▶ _ACTIVITY_
In your answer, every line of the records should be written out exactly.

▶ _RECORD SET_
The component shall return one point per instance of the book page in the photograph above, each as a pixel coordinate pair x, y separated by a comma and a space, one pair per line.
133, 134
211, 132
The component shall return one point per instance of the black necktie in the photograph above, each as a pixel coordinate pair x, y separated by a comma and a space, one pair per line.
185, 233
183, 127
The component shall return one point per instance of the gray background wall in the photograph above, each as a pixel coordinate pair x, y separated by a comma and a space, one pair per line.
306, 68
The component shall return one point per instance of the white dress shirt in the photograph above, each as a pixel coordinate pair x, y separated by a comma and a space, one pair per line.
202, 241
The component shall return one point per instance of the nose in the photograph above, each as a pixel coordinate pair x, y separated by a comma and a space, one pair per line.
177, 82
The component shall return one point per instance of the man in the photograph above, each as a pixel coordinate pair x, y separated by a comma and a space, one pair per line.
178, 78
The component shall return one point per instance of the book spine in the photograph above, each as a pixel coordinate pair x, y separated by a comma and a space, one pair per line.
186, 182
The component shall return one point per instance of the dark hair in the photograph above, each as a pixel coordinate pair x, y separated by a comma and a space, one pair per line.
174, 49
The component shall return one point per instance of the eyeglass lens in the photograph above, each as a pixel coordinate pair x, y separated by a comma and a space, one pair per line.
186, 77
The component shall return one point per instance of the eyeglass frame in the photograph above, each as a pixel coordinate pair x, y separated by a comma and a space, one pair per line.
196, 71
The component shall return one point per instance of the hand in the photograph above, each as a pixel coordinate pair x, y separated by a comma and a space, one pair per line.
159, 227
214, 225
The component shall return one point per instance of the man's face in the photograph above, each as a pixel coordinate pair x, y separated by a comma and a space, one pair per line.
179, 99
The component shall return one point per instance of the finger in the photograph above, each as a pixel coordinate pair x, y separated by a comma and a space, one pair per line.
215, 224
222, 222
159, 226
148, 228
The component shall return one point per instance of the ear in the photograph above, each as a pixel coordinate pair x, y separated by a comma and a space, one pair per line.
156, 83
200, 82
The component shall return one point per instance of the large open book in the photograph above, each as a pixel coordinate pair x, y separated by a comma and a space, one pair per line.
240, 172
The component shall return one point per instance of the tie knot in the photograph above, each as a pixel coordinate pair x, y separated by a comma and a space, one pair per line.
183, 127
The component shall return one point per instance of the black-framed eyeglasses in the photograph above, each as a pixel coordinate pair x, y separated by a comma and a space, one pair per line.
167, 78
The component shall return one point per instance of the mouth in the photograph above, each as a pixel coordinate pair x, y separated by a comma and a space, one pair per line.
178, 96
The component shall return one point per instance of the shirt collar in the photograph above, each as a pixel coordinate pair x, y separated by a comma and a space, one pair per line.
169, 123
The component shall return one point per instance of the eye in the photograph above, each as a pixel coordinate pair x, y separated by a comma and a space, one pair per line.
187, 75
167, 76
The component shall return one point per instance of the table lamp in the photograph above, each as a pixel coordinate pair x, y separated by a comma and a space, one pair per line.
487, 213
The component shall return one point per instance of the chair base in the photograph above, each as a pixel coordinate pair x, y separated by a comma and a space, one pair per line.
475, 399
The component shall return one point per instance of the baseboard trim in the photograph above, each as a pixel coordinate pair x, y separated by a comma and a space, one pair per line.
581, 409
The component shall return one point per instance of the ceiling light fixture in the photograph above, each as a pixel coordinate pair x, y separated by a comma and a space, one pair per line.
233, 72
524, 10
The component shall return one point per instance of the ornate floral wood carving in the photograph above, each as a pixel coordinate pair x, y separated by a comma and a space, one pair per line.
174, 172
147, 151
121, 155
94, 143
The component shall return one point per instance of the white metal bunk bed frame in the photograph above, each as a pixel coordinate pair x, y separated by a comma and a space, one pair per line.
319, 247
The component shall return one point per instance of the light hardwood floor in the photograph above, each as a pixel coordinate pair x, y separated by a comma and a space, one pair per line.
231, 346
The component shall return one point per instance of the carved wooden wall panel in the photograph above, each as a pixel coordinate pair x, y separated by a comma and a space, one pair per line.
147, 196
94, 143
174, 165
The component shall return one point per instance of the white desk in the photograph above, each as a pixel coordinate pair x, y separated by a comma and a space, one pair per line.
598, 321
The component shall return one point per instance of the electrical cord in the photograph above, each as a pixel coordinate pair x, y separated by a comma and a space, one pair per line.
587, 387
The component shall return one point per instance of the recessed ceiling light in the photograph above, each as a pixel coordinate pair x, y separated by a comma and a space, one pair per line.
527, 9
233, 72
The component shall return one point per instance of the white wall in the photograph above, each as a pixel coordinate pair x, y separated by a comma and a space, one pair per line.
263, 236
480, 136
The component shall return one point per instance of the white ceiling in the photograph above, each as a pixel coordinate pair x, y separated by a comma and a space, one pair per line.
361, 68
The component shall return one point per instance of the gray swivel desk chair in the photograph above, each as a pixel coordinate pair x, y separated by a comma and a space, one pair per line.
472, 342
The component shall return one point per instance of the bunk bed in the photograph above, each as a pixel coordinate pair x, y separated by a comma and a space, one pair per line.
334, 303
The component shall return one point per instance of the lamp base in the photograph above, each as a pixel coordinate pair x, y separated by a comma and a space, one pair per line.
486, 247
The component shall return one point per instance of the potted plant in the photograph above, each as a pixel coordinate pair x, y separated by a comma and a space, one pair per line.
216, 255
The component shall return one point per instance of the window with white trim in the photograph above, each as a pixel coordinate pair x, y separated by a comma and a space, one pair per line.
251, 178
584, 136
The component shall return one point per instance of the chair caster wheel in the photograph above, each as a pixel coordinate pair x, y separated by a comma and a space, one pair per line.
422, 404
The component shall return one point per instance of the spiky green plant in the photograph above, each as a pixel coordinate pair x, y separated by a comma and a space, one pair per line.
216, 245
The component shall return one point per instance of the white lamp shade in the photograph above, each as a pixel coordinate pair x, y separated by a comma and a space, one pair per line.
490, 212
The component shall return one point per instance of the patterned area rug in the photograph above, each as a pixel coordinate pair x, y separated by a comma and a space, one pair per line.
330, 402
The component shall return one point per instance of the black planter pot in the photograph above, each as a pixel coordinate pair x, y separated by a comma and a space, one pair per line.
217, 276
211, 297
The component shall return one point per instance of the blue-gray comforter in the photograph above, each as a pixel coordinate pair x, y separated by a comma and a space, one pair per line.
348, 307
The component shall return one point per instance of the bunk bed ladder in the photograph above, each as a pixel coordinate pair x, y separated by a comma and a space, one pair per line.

▶ _ANSWER SPACE_
The component shall return one point per instance of the book page in the photograph above, each as a pixel coordinate pair x, y separated by a comma and a space, one pair per line.
133, 134
211, 132
The component shall return one point per instance of the black necktie in the photograph above, each as a pixel coordinate pair x, y separated by a comma and a space, one pair per line.
185, 233
183, 127
The component shall return one point per instance of the gray background wall in the photograph above, each as a pixel coordinate pair x, y separated by a comma and a space, one pair per line.
306, 68
The component shall return one point per instance of the white dress shirt in the photograph above, each as a pixel coordinate pair x, y separated by a comma and a space, one pair per line.
202, 241
The component shall return one point per instance of the nose in the photograph above, each as a pixel coordinate pair x, y separated by a comma and a space, one pair per line.
177, 82
The component shall return one point per instance of the man in the photograph above, each as a pixel coordinate pair x, y separated by a comma and a space, one pair per line.
178, 78
The component shall return one point per instance of the book spine in the photograph above, each as a pixel coordinate pair x, y separated by a comma and a space, one pair per line.
186, 182
The component shall return one point per instance of the dark hair in the photograph above, each as a pixel coordinate pair x, y separated by a comma and a space, one pair per line.
174, 49
The component shall return one point per instance of the eyeglass lens in the photograph above, each as a pixel coordinate pair x, y separated by a comma and a space, one pair per line.
186, 77
The component shall return one point per instance of the eyeglass frame in the photograph above, each as a pixel coordinate pair x, y separated by a comma and a space, one pair per line.
196, 71
The component shall return one point per instance of the hand in the photograph above, each as a pixel coordinate pair x, y separated by a comma and a space, one pair per line.
159, 227
214, 225
The component shall return one point per instance of the man's face in the photograph above, each as a pixel coordinate pair x, y separated by a comma and a space, one pair per line.
179, 99
The component shall return one point per instance of the finger in the photograph above, each as a pixel coordinate pair x, y separated by a comma and a space, one pair per line.
215, 224
222, 222
159, 226
148, 228
The component shall return one point per instance of the ear in the photograph above, each as a pixel coordinate pair x, y separated by a comma and a space, one pair per line.
156, 83
200, 82
The component shall return one point per instance of the large open book in the photograph above, each as a pixel coordinate pair x, y separated by a comma and a space, one pair per line.
240, 172
The component shall return one point per instance of the tie knot in the photograph above, each as a pixel coordinate pair x, y separated by a comma and a space, one pair per line.
183, 127
The component shall return one point per instance of the black-framed eyeglasses in the photograph above, each as a pixel coordinate pair x, y separated by a comma and a space, one pair per line.
167, 78
The component shall return one point per instance of the mouth in the photograph above, each as a pixel coordinate pair x, y separated by a comma and a space, one pair per line.
178, 96
The component shall return one point per instance of the shirt collar in the photograph above, each as a pixel coordinate pair x, y separated by a comma and a space, one pair per line.
169, 123
The component shall return one point per instance of the eye in the photograph above, each as a pixel coordinate pair x, y separated by a comma and a space, one pair per line.
187, 75
167, 76
The component shall return one point per instance of the table lamp in the photograph above, each as a pixel coordinate pair x, y separated by a comma and a space, one pair per line.
487, 213
The component shall return one point per instance of the chair base in the photograph above, each as a pixel coordinate pair x, y separated by a comma and a space, one pair per line.
475, 399
The component shall return one point per instance of the baseboard trim in the photograph above, each as a pixel coordinate pair x, y separated by a comma and a space, one pair per line.
581, 409
The component shall return one point per instance of the ceiling light fixture in the photograph above, each as a pixel coordinate pair x, y separated by a comma and a space, one pair per line.
233, 72
524, 10
The component shall return one point per instance of the ornate floral wood carving in the photograph above, each as a pixel coordinate pair x, y separated by a comma and a space, one pair per line.
174, 172
147, 151
121, 155
94, 143
The component shall return one point per instance of the white metal bunk bed frame in the photograph above, each as a pixel coordinate pair x, y separated by a comma and a space, one pair per line.
319, 247
The component shall return one point per instance of the light hardwood floor in the photograph above, each as a pixel coordinate pair x, y separated by a comma and a space, one pair per line.
231, 346
The component shall return one point per instance of the carved wooden wall panel in the photograph above, each as a pixel coordinate pair x, y separated by a comma and a space, one pair per line.
147, 196
94, 143
174, 165
The component shall return one point per instance of the white desk in the photograph above, each as a pixel coordinate pair x, y separated by a comma and a space, one pair per line.
598, 321
The component shall return one point per instance of the electrical cord in the photograph above, each as a pixel coordinate pair x, y separated by a comma and a space, one pair per line.
587, 387
The component shall return one point per instance of the recessed ceiling light in the photograph above, each as a pixel coordinate pair x, y separated by a comma and a space, one pair per line.
527, 9
233, 72
The component shall return one point per instance of the white wall in the photograph above, each as a pixel coordinate pair x, y separated by a comma and a space, one pair per line.
263, 236
480, 136
The component shall return one point per instance of the white ceiling in the photograph above, each as a pixel coordinate pair x, y separated by a comma and a space, one pair per line.
361, 68
The component shall return one point per instance of the gray swivel desk chair in the photograph above, each as a pixel coordinate pair x, y separated by a comma and a space, one pair per line.
472, 342
The component shall return one point per instance of the bunk bed in the photograph above, each as a pixel coordinate pair x, y separated by a comma and a space, one pair per line.
334, 303
The component shall return one point per instance of the lamp base in the photograph above, each as a pixel coordinate pair x, y separated by a comma and a space, one pair per line.
486, 247
The component shall return one point per instance of the potted plant in the photograph above, each as a pixel coordinate pair x, y separated by a comma and a space, one pair per line.
216, 255
The component shall return one point per instance of the window with white trim in the photograph above, each as a pixel coordinate pair x, y separated by a comma and a space, one pair per line.
251, 178
584, 136
The component shall return one point per instance of the chair caster wheel in the photograph above, each as a pixel coordinate pair x, y separated by a comma and a space, one pair per line.
422, 404
The component shall return one point per instance of the spiky green plant in the photograph above, each as a pixel coordinate pair x, y separated by a comma and a space, one pair per line.
216, 245
The component shall return one point per instance of the white lamp shade in the photograph above, each as a pixel coordinate pair x, y separated by a comma and a space, one pair per line.
490, 212
The component shall return one point per instance of the patterned area rug in the photograph above, each as a pixel coordinate pair x, y separated by a comma and a space, one pair per line.
330, 402
The component shall return one point per instance of the black planter pot in the photograph above, each as a pixel coordinate pair x, y separated by a comma and a space, one pair per line.
217, 276
211, 297
The component shall return one point per instance of the blue-gray comforter in the photograph above, each as a pixel coordinate pair x, y separated by a comma and a space, one pair per line.
348, 307
The component shall return one point per instance of the bunk bed ladder in the photograph above, each as a pixel coordinate pair x, y separated by a comma and a space, one pair per line.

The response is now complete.